### WHAT TO PRODUCE
Arrange every line of the entries below as a Markdown table with two columns, Row and Line. Number the rows in sequence and omit blank lines.

### Data records
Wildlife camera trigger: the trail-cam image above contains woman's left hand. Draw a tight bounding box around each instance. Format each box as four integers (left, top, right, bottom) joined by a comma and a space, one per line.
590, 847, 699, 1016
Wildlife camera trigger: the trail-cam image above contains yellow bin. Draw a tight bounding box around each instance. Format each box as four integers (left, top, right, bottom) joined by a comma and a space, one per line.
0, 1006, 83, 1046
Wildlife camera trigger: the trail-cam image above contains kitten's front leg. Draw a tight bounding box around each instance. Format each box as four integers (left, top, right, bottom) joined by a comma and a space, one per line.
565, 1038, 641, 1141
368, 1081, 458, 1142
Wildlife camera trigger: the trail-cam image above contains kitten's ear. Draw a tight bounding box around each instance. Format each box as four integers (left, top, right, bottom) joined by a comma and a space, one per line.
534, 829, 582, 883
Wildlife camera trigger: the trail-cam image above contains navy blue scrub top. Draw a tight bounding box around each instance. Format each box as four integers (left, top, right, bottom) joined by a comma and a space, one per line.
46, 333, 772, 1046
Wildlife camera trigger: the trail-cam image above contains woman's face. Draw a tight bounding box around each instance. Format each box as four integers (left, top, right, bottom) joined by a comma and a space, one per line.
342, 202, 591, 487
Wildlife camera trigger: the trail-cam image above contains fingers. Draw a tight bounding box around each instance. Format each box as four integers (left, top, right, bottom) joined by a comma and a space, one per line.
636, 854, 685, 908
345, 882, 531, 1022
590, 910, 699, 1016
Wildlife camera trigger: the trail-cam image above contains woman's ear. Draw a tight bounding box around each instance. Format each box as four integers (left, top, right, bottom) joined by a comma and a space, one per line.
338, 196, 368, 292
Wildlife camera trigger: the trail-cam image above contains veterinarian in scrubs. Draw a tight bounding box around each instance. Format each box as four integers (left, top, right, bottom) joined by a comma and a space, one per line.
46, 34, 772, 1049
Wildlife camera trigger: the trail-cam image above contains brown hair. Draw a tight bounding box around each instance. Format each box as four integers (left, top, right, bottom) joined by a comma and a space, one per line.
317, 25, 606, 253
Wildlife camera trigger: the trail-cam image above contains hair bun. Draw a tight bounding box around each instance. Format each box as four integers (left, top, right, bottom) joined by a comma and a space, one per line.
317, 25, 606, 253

### TASK ANSWER
| Row | Line |
|---|---|
| 1 | Wildlife camera trigger: the trail-cam image above contains woman's left hand. Draw a tight bounding box around each instance. Format each box as four integers (left, top, right, bottom) joined by a comma and a space, one per line. |
| 2 | 590, 847, 699, 1016 |
| 3 | Wildlife camera trigger: the trail-cam image above contains yellow bin. Draw a tight bounding box around each instance. Format each box as four integers (left, top, right, bottom) joined by a comma and a space, one per line. |
| 4 | 0, 1006, 83, 1046 |
| 5 | Wildlife camera trigger: the trail-cam image above contains kitten's front leg. Draw a tight bounding box around each instance. Format each box as four integers (left, top, right, bottom) joined by a comma and a space, one per line. |
| 6 | 565, 1038, 641, 1141 |
| 7 | 368, 1081, 458, 1142 |
| 8 | Wildlife camera trigger: the trail-cam image above contains kitten's ear. Draw a tight bounding box around each instance. Format each box as four integers (left, top, right, bottom) joined by a comma and a space, one per line. |
| 9 | 534, 829, 582, 883 |
| 10 | Wildlife camera trigger: the trail-cam image above contains navy blue scrub top. Draw a tight bounding box around each instance. Format each box as four integers (left, top, right, bottom) joined by a comma and a space, one per line. |
| 11 | 46, 333, 772, 1046 |
| 12 | Wildlife camera trigger: the trail-cam image above contains woman's face. Draw a tight bounding box around each instance. Format each box as four integers (left, top, right, bottom) joined by a comma and a space, one per line. |
| 13 | 342, 202, 591, 487 |
| 14 | Wildlife camera trigger: the trail-cam image above contains fingers. Draw a tight bounding box around each instance. Format each box as four integers (left, top, right, bottom) joined by a comma and a space, one per line. |
| 15 | 636, 854, 685, 908 |
| 16 | 345, 882, 531, 1022 |
| 17 | 590, 910, 699, 1016 |
| 18 | Wildlife camera trigger: the trail-cam image above contains woman's ear. Draw a tight bounding box around each instance. Format each box as four integers (left, top, right, bottom) joined by a comma and a space, one per line. |
| 19 | 338, 196, 368, 292 |
| 20 | Wildlife camera trigger: the trail-cam image above contains veterinarian in scrubs. Draw a tight bounding box around each instance. Format each box as four integers (left, top, right, bottom) joined by a comma and a space, one per line. |
| 21 | 46, 34, 772, 1049 |
| 22 | Wildlife camera trigger: the trail-cam image above contains brown hair. Draw a tight bounding box around each instance. Format each box as four integers (left, top, right, bottom) joined by a comma and a space, one per line. |
| 23 | 317, 25, 606, 253 |
| 24 | Wildlife camera trigger: the trail-cam image above contains hair bun. Draw a tight bounding box around each instance. Format each box as four integers (left, top, right, bottom) joined by a comma and a space, one per line. |
| 25 | 317, 25, 606, 253 |